— WORK INSTRUCTIONS —
Copy out the listing below verbatim, every line unchanged and in order.

## start

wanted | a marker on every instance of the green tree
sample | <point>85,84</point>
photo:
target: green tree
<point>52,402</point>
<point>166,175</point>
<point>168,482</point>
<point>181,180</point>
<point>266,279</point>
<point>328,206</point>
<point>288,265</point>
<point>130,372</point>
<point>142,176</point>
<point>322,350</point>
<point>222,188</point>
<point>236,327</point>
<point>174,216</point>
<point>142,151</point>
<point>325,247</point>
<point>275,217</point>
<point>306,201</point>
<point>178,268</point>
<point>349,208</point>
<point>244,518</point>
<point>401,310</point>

## end

— SOLVED EXERCISE —
wanted | a marker on every instance of the green tree
sample | <point>85,84</point>
photo:
target: green tree
<point>52,402</point>
<point>166,175</point>
<point>168,482</point>
<point>181,180</point>
<point>266,279</point>
<point>328,206</point>
<point>288,265</point>
<point>130,372</point>
<point>142,176</point>
<point>322,350</point>
<point>222,188</point>
<point>236,327</point>
<point>174,216</point>
<point>142,151</point>
<point>325,247</point>
<point>275,217</point>
<point>306,201</point>
<point>178,268</point>
<point>349,208</point>
<point>244,518</point>
<point>401,310</point>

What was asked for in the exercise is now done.